▸ Task to carry out: Render all of the items below as a numbered list, omitting any blank lines.

Entries for pointing and labeling
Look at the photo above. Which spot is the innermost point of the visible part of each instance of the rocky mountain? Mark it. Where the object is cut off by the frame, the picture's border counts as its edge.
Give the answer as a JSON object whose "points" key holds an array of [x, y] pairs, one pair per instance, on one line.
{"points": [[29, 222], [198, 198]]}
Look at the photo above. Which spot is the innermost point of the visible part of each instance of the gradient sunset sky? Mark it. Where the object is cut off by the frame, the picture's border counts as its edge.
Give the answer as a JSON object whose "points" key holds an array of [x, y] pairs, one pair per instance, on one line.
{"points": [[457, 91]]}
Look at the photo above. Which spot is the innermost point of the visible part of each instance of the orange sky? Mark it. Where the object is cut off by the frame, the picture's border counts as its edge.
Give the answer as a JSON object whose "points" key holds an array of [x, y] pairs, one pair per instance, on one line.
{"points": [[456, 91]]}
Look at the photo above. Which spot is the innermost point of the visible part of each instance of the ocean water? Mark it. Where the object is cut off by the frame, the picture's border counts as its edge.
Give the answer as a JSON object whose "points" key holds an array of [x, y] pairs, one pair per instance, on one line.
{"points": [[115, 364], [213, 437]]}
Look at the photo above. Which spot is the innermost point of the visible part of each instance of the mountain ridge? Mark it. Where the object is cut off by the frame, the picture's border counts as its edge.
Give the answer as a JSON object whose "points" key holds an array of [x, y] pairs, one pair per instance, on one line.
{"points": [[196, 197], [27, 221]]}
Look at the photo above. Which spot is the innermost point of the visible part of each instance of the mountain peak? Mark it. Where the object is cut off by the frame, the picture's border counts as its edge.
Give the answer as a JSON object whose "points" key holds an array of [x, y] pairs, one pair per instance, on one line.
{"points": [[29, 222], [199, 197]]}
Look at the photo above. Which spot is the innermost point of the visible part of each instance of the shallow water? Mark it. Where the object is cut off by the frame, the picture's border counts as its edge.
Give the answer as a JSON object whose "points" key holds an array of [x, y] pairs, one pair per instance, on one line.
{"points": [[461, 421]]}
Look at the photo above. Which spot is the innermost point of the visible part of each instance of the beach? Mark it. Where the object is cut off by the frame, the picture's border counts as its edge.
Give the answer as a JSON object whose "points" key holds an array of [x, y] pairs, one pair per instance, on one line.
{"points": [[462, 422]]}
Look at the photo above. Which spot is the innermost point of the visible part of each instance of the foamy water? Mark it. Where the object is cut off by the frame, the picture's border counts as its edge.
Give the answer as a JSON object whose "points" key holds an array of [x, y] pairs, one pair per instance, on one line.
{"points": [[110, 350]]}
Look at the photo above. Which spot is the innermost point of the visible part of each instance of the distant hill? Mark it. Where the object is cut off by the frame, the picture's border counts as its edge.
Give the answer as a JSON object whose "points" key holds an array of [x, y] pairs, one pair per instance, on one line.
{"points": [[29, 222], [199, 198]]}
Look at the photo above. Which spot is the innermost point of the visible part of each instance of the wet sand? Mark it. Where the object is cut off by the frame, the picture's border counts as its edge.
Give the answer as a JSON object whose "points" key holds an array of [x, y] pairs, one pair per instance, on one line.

▸ Final result:
1. Look at the photo above. Which spot is the innermost point of the visible part of each instance of the rocky mountain? Mark it. Where the object is cut off by the frame, the picture's border counts as its edge.
2. Give the answer as a JSON object whose "points" key holds an array of [x, y] pairs, one pair per instance, on one line.
3. {"points": [[29, 222], [198, 198]]}
4. Look at the photo above. Which spot is the innermost point of the visible part of each instance of the gradient sunset sky? Mark it. Where the object is cut off by the frame, the picture's border counts as its edge.
5. Give the answer as a JSON object whose "points" key holds an array of [x, y] pairs, one pair per instance, on one line.
6. {"points": [[457, 91]]}
7. Look at the photo above. Which spot is the innermost point of the visible part of each instance of the orange sky? Mark it. Where the object is cut off by the frame, the picture's border counts as its edge.
8. Give the answer as a JSON object whose "points" key holds an array of [x, y] pairs, one pair per instance, on one line.
9. {"points": [[456, 91]]}
10. Look at the photo above. Which spot is the innermost point of the visible part of each instance of the ocean water? Mark it. Where the object is cut off by the frame, the picture's border counts as its edge.
11. Give the answer as a JSON object whose "points" key holds an array of [x, y] pairs, one pair per instance, on one line.
12. {"points": [[115, 364], [213, 437]]}
13. Look at the photo above. Which spot is the innermost point of the visible part of each instance of the mountain ridge? Mark it. Where the object is cut off by the frame, the picture's border counts as its edge.
14. Give the answer as a JSON object whose "points" key holds an array of [x, y] pairs, one pair per instance, on one line.
15. {"points": [[196, 197], [27, 221]]}
16. Look at the photo above. Which spot is the innermost point of the visible part of each instance of the mountain peak? Mark it. Where the object is cut off by the frame, the picture's border counts as its edge.
17. Give the answer as a JSON object whose "points" key holds an array of [x, y] pairs, one pair per instance, on one line.
18. {"points": [[29, 222], [199, 197]]}
19. Look at the photo above. Which spot is the innermost point of the visible part of each instance of the shallow water? Mark it. Where the object is cut off by the frame, the picture's border counts as its edge.
20. Give the answer as a JSON object whose "points" key holds an array of [x, y] pairs, one pair per instance, on one line.
21. {"points": [[461, 421]]}
22. Look at the photo above. Which spot is the innermost point of the visible part of each instance of the beach? Mark it. Where the object is cut off by the frame, the picture's border counts as its edge.
23. Give the answer as a JSON object whose "points" key holds an array of [x, y] pairs, one pair per instance, on one line.
24. {"points": [[462, 422]]}
25. Look at the photo above. Which spot is the innermost point of the visible part of each instance of the foamy water? Mark it. Where the object is cut off by the frame, the picture's border counts as its edge.
26. Give the answer as a JSON object whose "points" key holds an array of [x, y] pairs, one pair per instance, on one line.
27. {"points": [[110, 350]]}
28. Look at the photo above. Which spot is the innermost point of the visible part of each instance of the distant hill? Mark it. Where the object is cut off by the frame, the picture's border counts as its edge.
29. Give the answer as a JSON object whose "points" key holds an array of [x, y] pairs, one pair per instance, on one line.
30. {"points": [[29, 222], [199, 198]]}
31. Look at the photo above. Which spot is the innermost point of the visible part of each instance of the wet sand? Mark it. Where the object is cut off by the frame, the picture's border counts as its edge.
32. Give the answer as a JSON object whose "points" key holds an array of [x, y] pairs, one pair per instance, on one line.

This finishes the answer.